**EXTRACTED MATERIAL**
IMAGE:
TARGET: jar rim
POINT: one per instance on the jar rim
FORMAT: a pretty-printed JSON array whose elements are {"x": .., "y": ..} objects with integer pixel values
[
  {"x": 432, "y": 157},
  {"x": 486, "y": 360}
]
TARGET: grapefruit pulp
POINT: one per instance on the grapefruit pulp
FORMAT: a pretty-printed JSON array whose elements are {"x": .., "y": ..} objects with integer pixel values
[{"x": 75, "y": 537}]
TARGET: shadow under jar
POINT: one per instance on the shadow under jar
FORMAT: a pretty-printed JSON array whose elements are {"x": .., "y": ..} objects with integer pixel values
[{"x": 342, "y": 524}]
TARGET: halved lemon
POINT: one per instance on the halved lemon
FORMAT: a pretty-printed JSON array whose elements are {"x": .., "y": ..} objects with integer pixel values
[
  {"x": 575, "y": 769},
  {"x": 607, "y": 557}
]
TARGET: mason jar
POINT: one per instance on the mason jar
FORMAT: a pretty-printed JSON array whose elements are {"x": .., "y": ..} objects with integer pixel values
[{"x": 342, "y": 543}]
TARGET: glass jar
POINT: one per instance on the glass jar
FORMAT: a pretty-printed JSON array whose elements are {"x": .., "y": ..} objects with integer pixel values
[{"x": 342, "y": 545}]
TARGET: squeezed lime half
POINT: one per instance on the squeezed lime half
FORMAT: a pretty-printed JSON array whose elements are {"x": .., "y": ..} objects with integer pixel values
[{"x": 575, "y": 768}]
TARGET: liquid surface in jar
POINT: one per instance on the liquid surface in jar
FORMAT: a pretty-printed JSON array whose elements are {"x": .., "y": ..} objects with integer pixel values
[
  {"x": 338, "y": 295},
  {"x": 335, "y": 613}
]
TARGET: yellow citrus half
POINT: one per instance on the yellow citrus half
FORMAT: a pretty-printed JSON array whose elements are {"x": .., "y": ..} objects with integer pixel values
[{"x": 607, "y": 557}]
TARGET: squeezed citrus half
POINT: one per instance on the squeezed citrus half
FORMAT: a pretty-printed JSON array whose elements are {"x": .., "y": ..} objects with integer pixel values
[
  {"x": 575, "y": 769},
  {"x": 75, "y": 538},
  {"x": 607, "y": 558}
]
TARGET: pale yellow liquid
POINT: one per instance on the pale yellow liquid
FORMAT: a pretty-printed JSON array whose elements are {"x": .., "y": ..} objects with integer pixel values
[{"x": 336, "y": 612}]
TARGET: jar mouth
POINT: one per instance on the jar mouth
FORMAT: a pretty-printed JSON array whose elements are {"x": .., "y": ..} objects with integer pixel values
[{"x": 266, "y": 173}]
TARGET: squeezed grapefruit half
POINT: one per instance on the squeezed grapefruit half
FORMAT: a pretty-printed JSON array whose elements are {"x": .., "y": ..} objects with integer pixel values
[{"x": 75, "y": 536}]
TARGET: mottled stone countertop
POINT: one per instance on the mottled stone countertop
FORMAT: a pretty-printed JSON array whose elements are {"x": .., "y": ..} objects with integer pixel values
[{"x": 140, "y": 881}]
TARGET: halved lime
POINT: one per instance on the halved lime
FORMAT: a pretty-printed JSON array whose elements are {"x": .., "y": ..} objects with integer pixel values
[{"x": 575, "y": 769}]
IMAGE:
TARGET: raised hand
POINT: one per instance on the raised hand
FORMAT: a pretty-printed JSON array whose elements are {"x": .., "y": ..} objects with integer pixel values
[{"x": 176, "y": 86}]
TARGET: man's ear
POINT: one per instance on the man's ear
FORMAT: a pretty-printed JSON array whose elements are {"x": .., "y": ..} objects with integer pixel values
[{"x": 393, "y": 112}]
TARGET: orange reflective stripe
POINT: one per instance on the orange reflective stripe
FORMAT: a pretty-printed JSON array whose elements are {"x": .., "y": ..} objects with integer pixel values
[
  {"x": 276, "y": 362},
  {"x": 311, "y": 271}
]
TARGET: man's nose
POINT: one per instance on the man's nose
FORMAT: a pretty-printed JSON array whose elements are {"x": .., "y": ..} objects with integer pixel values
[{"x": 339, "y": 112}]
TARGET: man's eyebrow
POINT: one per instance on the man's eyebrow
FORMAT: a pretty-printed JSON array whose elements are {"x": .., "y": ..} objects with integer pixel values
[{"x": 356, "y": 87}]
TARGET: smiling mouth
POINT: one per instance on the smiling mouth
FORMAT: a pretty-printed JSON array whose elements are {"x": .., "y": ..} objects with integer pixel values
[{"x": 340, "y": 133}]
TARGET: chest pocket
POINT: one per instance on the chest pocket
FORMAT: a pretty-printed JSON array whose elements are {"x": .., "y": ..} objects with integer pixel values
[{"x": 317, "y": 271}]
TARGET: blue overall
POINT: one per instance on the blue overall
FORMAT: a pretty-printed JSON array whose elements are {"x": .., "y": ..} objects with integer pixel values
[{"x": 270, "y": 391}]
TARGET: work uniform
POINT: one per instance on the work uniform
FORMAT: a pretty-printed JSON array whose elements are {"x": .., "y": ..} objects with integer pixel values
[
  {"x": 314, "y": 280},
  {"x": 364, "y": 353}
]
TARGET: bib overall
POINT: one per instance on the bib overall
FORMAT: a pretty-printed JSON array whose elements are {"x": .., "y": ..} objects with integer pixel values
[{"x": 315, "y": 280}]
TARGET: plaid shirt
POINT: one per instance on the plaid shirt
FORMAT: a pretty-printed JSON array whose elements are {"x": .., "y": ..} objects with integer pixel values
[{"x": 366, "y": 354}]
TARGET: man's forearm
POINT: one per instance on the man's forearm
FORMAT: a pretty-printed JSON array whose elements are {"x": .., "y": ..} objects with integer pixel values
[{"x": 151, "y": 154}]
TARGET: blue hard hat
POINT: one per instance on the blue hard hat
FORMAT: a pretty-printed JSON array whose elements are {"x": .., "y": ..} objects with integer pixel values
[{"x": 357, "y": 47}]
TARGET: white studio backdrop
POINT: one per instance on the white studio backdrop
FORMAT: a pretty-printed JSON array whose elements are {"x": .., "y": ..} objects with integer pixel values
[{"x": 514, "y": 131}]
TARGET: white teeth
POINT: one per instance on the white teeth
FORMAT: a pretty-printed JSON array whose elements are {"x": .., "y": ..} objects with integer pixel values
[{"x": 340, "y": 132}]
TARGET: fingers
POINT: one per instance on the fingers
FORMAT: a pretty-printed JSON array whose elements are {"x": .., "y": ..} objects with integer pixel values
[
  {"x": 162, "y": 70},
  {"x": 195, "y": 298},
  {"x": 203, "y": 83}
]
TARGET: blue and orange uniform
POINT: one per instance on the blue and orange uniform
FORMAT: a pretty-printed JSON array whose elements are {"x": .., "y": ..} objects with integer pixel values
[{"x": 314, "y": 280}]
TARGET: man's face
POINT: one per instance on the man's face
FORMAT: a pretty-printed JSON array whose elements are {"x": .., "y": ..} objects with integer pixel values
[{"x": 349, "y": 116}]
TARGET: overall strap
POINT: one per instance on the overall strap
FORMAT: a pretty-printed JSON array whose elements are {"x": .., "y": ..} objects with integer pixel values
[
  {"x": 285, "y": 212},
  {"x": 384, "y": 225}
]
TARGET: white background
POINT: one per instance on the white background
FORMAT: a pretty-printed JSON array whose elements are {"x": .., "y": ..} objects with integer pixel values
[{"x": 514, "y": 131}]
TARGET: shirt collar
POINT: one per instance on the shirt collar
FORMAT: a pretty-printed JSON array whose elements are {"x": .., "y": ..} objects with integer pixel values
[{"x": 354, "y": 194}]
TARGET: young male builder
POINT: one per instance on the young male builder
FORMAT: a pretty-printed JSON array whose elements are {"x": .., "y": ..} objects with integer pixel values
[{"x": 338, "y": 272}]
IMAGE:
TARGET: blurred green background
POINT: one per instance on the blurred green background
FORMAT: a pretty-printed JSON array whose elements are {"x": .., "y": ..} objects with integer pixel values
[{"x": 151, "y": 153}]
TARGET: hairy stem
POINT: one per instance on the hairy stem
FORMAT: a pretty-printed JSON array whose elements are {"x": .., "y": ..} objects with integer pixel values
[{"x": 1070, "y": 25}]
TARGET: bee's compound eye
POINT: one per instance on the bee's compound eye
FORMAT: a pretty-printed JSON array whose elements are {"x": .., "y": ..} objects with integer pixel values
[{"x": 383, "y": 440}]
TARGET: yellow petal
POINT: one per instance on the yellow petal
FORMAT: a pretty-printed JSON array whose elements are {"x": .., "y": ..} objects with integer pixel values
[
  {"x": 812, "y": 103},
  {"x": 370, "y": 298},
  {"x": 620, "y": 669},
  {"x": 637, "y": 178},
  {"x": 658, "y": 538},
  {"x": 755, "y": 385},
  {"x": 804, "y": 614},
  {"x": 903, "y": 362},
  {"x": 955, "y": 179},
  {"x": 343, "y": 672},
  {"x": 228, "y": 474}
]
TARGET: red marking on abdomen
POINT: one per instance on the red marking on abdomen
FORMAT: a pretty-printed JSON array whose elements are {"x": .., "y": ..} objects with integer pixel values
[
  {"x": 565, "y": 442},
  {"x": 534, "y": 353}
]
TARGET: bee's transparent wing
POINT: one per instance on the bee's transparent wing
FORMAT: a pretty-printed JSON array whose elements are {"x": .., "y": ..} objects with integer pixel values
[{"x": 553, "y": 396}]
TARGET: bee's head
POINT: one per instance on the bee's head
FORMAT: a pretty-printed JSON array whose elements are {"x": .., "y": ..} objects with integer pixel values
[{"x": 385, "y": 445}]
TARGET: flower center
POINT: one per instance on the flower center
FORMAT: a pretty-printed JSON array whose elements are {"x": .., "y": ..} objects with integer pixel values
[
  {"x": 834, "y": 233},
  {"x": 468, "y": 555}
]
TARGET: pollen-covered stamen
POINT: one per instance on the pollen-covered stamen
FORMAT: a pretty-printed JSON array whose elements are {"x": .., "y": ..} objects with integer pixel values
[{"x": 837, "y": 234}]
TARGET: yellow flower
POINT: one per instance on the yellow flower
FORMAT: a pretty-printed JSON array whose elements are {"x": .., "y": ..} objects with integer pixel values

**TO DO**
The response should hold exactly the lines starting at the line with "POINT: one per instance on the man's face" and ending at the line with "TARGET: hairy stem", and no other line of the material above.

**RESPONSE TO THIS EXERCISE**
POINT: one per instance on the man's face
FORMAT: a pretty-printed JSON array whose elements are {"x": .., "y": ..} objects with integer pixel values
[{"x": 349, "y": 116}]
TARGET: overall strap
POINT: one per instance on the overall strap
FORMAT: a pretty-printed JSON array whose elements are {"x": .., "y": ..} objects with integer pixel values
[
  {"x": 285, "y": 212},
  {"x": 384, "y": 225}
]
TARGET: white background
POINT: one per instance on the white background
FORMAT: a pretty-printed JSON array whose elements are {"x": .., "y": ..} objects with integer pixel values
[{"x": 514, "y": 131}]
TARGET: shirt collar
POINT: one per instance on the shirt collar
FORMAT: a pretty-printed JSON array whose elements are {"x": .., "y": ..} objects with integer pixel values
[{"x": 354, "y": 194}]
TARGET: young male builder
POINT: one per instance on the young male builder
FORMAT: a pretty-printed JSON array whose elements are {"x": .., "y": ..} objects with integer pixel values
[{"x": 338, "y": 272}]
IMAGE:
TARGET: blurred green background
POINT: one per instance on the blurred green background
FORMAT: a pretty-printed JSON array whose elements are {"x": .., "y": ..} objects with integer pixel values
[{"x": 151, "y": 153}]
TARGET: hairy stem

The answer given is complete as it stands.